▸ **Stated task**
Rewrite the rows below, replacing "even-odd convention" with "nonzero winding rule" and keeping everything else the same. Omit the pictures from your answer.

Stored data
-- Start --

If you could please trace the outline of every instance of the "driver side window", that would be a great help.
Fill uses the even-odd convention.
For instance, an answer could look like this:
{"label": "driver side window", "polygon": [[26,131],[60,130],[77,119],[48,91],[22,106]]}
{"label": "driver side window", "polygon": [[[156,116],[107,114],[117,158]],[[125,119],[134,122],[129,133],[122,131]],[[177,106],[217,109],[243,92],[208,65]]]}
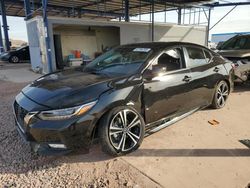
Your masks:
{"label": "driver side window", "polygon": [[153,66],[160,66],[162,68],[165,68],[167,72],[181,69],[181,49],[174,48],[165,51],[163,54],[160,55],[160,57],[156,60]]}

-- End --

▸ **Answer**
If you could please trace the outline of every instance of the "driver side window", that would be a great help.
Fill uses the nonzero winding rule.
For instance, an answer could look like this:
{"label": "driver side window", "polygon": [[26,131],[60,130],[77,119],[48,91],[22,106]]}
{"label": "driver side window", "polygon": [[[156,116],[107,114],[117,158]],[[125,119],[134,122],[129,133],[122,131]],[[177,106],[217,109],[243,92],[208,65]]]}
Your masks:
{"label": "driver side window", "polygon": [[153,66],[160,66],[162,68],[165,68],[167,72],[181,69],[181,49],[174,48],[165,51],[163,54],[160,55],[160,57],[156,60]]}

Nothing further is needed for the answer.